Top of Passage shown

Spotlight on Students: Shelley Williams

shelley williams

On nights when comet Hale-Bopp was visible in the 1990s, my father trundled all of us in the car to caravan across Oahu, seeking the best view of it. Beaches and mountainsides that were usually crowded with tourists were empty in the small hours of the morning, and it only took a fraction of the time to cross the island than it would in the light of day. On one memorable night we traveled high up on a mountain, found a quiet place to stargaze, when suddenly a ground-shaking explosive went off only a few miles away. A man in military fatigues rushed to us – what were we doing there? The remote site was not only ideal for spying Hale-Bopp, but also for testing military explosives, apparently. On another memorable comet-seeking adventure, we met a sculptor who carved driftwood into knobbly, breaching Humpback whales, solely by the light of the moon.

As an adult I have embarked on something of a similar adventure, albeit on an entirely different island and with notably fewer explosives. My doctoral thesis investigates the astral imagery in Geoffrey Chaucer’s works. What is surprising about Chaucer’s astrology and astronomy is just how present it is, with at least seventy-nine distinct instances. Usually these are arcane allusions or images whose meanings have dissolved over time. Decipherment and recontextualization is a worthwhile endeavor however, because it not only enriches our understanding of Chaucer’s poetry, but better illuminates the times in which he lived.

To the naked eye the night sky presents an unfathomable array of dots of light, which cultures have plotted, figured and ascribed aetiological myths. Six-hundred years ago the visible stars and planets were not much different from what we see now, but Chaucer’s universe was an alien intellectual landscape. It is one with the earth at the center, where human souls traverse celestial spheres on their journey to ensoul a body, soaking up zodiacal and planetary influences like fabrics passing through dyes. It is a universe drenched in classical mythology, medicinal quackery, and peculiar local folklore. In short, Chaucer’s is a captivating cosmos with all the craftsmanship, artistry and limitless possibilities of an astrolabe.

The University of Oxford is an ideal place for such a study. The Bodleian’s manuscript collection is a treasure-trove of fourteenth-century astronomical treatises and astrological miscellanies, with intriguing notae, rotating planispheres, and astral marginalia. The Science Museum has a fantastic collection of paper, bronze and golden astrolabes. I am also immeasurably lucky to work under the supervision of Marion Turner, the recently elected J.R.R. Tolkien Professor of English Literature and Language. She is a veritable pioneer in Chaucer studies, blazing new trails with her biographies and literary publications.

My favorite of Chaucer’s astral passages is in ‘The Franklin’s Tale,’ part of The Canterbury Tales, lines 1245-1255. It is a lyrical passage describing the quality of sunlight in late December. Where the sun glowed as bright as gold in June’s sign of Cancer, it now shone with tinny silver hues in Capricorn, accompanied by freezing sleet and rain. The lines then revolve to a scene of Janus feasting at a well-laden Christmas table, drinking wine from a bugle horn and a cheerful shout of ‘Nowel!’. It was this passage that started me on the path to my doctoral thesis. When I first encountered it, I saw in my mind’s eye an identical scene from the sculpted north porch at the cathedral of Chartres. Capricorn is sculpted in a niche above a feasting, double-headed Janus. It is a peculiar picture that rarely occurs in medieval Labors of the Month motifs. Could there be a connection, and how did zodiacal imagery in the visual, material world, manifest in Chaucer’s poetry?

Bottom of Passage shown

What the exercise asks:
Recast the student spotlight paragraph that begins "The University of Oxford is an ideal place" as a short list that keeps its main facts.

Top of Supplied material

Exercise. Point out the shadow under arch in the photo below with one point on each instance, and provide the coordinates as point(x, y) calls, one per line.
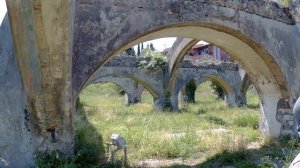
point(147, 87)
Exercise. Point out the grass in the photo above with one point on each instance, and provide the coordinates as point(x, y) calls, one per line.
point(207, 133)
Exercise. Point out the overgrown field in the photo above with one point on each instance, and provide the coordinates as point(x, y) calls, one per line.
point(207, 133)
point(204, 134)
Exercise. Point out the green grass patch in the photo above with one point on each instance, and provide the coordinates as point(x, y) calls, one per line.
point(207, 131)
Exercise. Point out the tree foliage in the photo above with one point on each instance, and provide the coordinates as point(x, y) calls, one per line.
point(285, 3)
point(130, 52)
point(217, 90)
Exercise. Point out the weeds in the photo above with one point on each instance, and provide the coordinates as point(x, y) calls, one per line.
point(207, 131)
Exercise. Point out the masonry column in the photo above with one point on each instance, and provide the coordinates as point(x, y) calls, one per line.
point(297, 117)
point(42, 34)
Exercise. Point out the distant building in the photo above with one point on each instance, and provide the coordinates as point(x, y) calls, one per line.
point(200, 51)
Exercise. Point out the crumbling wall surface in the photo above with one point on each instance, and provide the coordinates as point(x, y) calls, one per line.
point(15, 133)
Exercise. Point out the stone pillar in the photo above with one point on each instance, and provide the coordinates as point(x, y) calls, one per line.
point(43, 35)
point(277, 119)
point(297, 117)
point(16, 134)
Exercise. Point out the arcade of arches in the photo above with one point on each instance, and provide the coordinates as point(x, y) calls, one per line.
point(52, 49)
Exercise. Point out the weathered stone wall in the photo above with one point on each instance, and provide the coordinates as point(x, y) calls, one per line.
point(133, 90)
point(16, 144)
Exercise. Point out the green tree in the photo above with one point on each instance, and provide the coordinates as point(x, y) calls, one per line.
point(285, 3)
point(130, 51)
point(139, 50)
point(152, 47)
point(217, 90)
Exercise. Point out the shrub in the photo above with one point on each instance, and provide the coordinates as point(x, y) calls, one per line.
point(246, 120)
point(217, 90)
point(157, 60)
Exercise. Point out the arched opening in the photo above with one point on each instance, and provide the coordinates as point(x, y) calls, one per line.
point(226, 89)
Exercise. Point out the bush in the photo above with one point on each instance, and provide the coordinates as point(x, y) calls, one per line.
point(157, 60)
point(217, 90)
point(246, 120)
point(54, 159)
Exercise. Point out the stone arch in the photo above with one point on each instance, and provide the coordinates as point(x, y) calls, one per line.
point(179, 49)
point(228, 25)
point(132, 89)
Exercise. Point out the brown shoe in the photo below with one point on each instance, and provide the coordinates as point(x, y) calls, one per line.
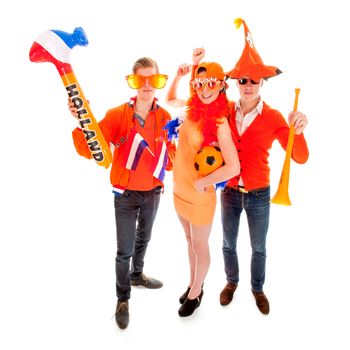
point(122, 314)
point(226, 295)
point(262, 302)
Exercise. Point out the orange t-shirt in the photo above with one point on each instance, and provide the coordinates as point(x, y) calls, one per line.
point(142, 178)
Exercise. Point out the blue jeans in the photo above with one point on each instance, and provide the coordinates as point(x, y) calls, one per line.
point(257, 207)
point(135, 212)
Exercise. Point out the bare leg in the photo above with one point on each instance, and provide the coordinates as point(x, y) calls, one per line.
point(191, 257)
point(200, 237)
point(198, 253)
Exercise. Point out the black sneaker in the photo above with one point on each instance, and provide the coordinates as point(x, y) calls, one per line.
point(122, 314)
point(147, 282)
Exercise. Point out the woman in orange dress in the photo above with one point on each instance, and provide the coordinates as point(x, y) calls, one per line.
point(194, 195)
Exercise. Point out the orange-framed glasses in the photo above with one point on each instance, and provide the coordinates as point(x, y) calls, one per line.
point(199, 84)
point(136, 81)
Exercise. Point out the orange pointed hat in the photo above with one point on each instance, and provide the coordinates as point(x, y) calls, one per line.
point(250, 63)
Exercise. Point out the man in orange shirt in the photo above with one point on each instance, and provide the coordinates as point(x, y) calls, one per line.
point(141, 154)
point(254, 127)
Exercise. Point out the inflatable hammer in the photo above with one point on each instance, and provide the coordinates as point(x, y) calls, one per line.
point(55, 46)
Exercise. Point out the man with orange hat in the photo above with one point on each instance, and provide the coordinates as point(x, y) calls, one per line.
point(254, 126)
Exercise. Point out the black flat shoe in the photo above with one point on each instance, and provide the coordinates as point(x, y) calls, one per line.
point(184, 296)
point(190, 305)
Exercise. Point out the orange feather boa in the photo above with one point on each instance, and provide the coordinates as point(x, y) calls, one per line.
point(207, 116)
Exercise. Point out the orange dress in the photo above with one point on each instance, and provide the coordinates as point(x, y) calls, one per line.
point(196, 207)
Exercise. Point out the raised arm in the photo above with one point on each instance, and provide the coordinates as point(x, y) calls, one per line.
point(171, 97)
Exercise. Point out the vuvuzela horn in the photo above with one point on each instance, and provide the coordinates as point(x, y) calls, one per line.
point(282, 196)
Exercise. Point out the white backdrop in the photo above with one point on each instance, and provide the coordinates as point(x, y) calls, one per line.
point(57, 242)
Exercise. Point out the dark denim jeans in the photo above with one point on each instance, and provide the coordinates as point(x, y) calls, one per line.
point(257, 207)
point(135, 212)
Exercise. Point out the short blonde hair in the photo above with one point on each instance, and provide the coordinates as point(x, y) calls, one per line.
point(145, 62)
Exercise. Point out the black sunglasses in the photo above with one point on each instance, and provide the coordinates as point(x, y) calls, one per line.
point(244, 81)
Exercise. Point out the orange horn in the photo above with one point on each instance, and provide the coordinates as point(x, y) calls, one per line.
point(282, 196)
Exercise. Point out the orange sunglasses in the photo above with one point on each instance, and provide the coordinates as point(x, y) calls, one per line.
point(136, 81)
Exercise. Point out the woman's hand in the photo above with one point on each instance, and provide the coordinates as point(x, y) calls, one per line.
point(299, 121)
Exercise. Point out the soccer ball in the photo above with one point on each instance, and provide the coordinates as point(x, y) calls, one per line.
point(208, 159)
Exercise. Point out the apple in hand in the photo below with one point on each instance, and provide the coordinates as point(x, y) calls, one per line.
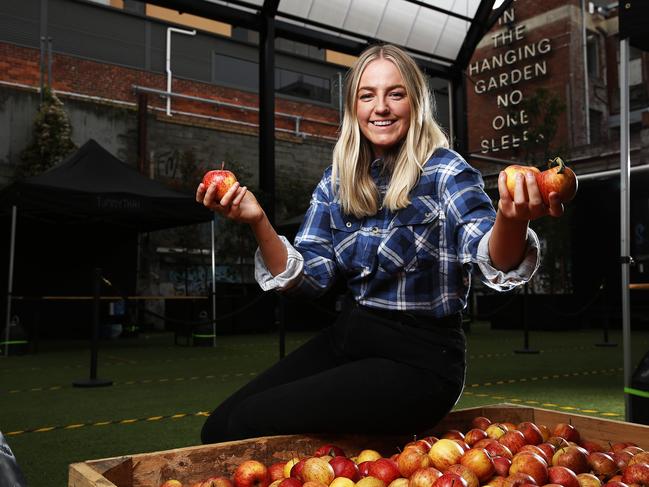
point(251, 473)
point(515, 169)
point(221, 178)
point(558, 179)
point(344, 467)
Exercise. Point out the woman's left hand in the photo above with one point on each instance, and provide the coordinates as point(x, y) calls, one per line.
point(527, 203)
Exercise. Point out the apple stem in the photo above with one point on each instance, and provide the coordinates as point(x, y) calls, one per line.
point(559, 162)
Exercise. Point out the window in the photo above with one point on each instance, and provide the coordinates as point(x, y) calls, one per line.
point(244, 74)
point(592, 55)
point(595, 122)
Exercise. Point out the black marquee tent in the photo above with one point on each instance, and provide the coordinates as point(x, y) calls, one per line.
point(84, 213)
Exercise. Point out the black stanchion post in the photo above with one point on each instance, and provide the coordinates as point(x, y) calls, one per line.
point(93, 381)
point(607, 319)
point(526, 333)
point(280, 320)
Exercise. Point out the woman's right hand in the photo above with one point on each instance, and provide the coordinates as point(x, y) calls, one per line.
point(237, 204)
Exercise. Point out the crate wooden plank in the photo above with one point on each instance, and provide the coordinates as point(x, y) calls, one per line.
point(196, 463)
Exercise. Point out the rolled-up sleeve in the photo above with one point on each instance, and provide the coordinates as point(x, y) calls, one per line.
point(505, 281)
point(284, 280)
point(311, 266)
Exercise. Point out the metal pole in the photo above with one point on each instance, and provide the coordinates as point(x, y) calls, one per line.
point(625, 164)
point(213, 285)
point(10, 283)
point(170, 30)
point(49, 63)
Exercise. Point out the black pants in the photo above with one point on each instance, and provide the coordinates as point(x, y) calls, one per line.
point(367, 373)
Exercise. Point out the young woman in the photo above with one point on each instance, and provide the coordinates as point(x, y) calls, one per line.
point(404, 221)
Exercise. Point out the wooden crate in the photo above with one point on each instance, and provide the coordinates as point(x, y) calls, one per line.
point(196, 463)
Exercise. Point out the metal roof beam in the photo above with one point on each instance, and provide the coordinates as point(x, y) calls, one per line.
point(441, 10)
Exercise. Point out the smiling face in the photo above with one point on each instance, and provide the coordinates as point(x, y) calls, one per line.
point(382, 106)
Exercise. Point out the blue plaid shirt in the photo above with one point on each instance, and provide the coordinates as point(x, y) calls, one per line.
point(419, 258)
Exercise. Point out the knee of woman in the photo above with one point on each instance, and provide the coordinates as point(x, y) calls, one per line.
point(213, 430)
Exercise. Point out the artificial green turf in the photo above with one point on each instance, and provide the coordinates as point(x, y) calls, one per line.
point(155, 380)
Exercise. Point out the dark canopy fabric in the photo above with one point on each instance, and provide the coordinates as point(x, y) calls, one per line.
point(94, 187)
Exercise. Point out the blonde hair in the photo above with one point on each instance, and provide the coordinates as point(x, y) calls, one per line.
point(352, 154)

Bottom of Supplied material

Solution:
- The University of Oxford is an ideal place for studying the astral imagery in Chaucer's works.
- The Bodleian's manuscript collection is rich in fourteenth-century astronomical treatises and astrological miscellanies, with notae, rotating planispheres, and astral marginalia.
- The Science Museum holds a collection of paper, bronze, and golden astrolabes.
- Shelley Williams is supervised by Marion Turner, the recently elected J.R.R. Tolkien Professor of English Literature and Language and a pioneer in Chaucer studies through her biographies and literary publications.